» EXTRAIT CHOISI:
++++

Non. Je ne crois pas en cette solution. Dans un club de foot, on doit être capable de prendre une décision rapidement. Quand tu as un CA trop fourni, que tu as des gens dont ce n’est pas le métier qui veulent s’impliquer dans un club de foot, ce n’est pas bon. Moi, j’ai appris mon métier pendant 10 ans. Il faut savoir prendre du recul car le football est très émotionnel. Or, un supporter est très émotionnel ! Un supporter a un rôle très important dans un club. Je respecte les miens plus que tout mais un supporter doit rester un supporter !

Avez-vous envisagé l’échec depuis la reprise ?

++++

» JEU D'ENTRÉES:
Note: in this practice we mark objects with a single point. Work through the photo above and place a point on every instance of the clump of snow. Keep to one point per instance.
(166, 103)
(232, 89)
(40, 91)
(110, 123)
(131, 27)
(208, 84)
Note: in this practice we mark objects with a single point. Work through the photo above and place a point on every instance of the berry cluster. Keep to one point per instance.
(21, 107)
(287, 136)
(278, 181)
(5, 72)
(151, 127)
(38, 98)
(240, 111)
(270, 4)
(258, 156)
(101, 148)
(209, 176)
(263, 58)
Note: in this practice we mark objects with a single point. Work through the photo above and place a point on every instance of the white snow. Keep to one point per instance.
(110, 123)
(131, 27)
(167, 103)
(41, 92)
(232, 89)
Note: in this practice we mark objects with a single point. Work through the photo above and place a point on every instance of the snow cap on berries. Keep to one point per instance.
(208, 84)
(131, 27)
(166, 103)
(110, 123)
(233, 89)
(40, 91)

++++

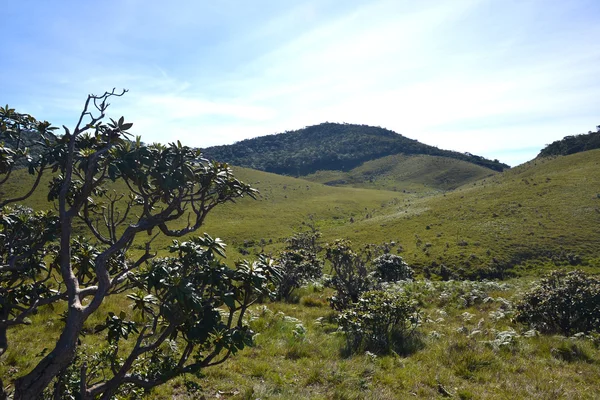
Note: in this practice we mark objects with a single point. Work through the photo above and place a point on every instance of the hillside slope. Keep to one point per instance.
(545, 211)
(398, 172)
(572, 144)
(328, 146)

++++

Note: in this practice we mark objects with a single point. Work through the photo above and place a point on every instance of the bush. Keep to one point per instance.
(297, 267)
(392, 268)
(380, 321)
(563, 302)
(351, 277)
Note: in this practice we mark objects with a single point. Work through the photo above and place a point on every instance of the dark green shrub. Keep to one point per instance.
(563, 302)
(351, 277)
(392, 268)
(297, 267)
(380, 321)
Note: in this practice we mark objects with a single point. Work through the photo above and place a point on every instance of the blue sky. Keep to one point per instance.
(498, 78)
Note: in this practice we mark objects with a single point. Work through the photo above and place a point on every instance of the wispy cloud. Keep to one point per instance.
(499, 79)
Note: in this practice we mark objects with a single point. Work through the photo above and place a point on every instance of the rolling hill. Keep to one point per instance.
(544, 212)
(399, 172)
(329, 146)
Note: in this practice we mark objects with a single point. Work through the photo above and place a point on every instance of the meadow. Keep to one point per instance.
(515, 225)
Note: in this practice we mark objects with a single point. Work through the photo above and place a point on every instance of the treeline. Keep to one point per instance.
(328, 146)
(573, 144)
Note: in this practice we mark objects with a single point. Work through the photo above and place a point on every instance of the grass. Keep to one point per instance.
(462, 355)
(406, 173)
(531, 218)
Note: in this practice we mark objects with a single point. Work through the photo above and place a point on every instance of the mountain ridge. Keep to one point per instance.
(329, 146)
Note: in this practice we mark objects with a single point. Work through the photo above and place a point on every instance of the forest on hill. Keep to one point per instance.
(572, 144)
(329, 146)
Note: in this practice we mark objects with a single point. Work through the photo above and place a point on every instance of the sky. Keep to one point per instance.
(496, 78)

++++

» TRAVAIL À FAIRE:
A: Recopiez mot pour mot le passage de l'extrait sur la gestion d'un club de football qui commence par « Non. Je ne crois » et se poursuit jusqu'à « la reprise ? ».
B: Dans l'extrait sur la gestion d'un club de football, relevez toutes les phrases qui contiennent le mot « supporter ».
C: Poursuivez l'entretien sur la gestion d'un club de football en commençant juste après la dernière question posée.

» RÉPONSES ATTENDUES:
A:
Non. Je ne crois pas en cette solution. Dans un club de foot, on doit être capable de prendre une décision rapidement. Quand tu as un CA trop fourni, que tu as des gens dont ce n’est pas le métier qui veulent s’impliquer dans un club de foot, ce n’est pas bon. Moi, j’ai appris mon métier pendant 10 ans. Il faut savoir prendre du recul car le football est très émotionnel. Or, un supporter est très émotionnel ! Un supporter a un rôle très important dans un club. Je respecte les miens plus que tout mais un supporter doit rester un supporter !

Avez-vous envisagé l’échec depuis la reprise ?

B:
- Or, un supporter est très émotionnel !
- Un supporter a un rôle très important dans un club.
- Je respecte les miens plus que tout mais un supporter doit rester un supporter !

C:
Evidemment. Quand on vend Pollet, Kaya et Milicevic en janvier 2014 et qu’on perd cinq matches de suite, j’ai passé de sales moments. Quand on gagne ce match à Zulte Waregem, j’ai pleuré sur le terrain car je décompressais. Quand on commence avec 1 point sur 12 en 2014-2015 et que tout le monde me saute dessus pour savoir si je vais virer l’entraîneur, je n’en mène pas large. Mais j’ai montré que contrairement à l’ancienne direction qui avait tendance à dégainer très rapidement, je pouvais privilégier le calme.

PAR STÉPHANE VANDE VELDE – PHOTOS BELGAIMAGE

 » Fabien Debecq et moi, on a envie de marquer l’histoire du club.  »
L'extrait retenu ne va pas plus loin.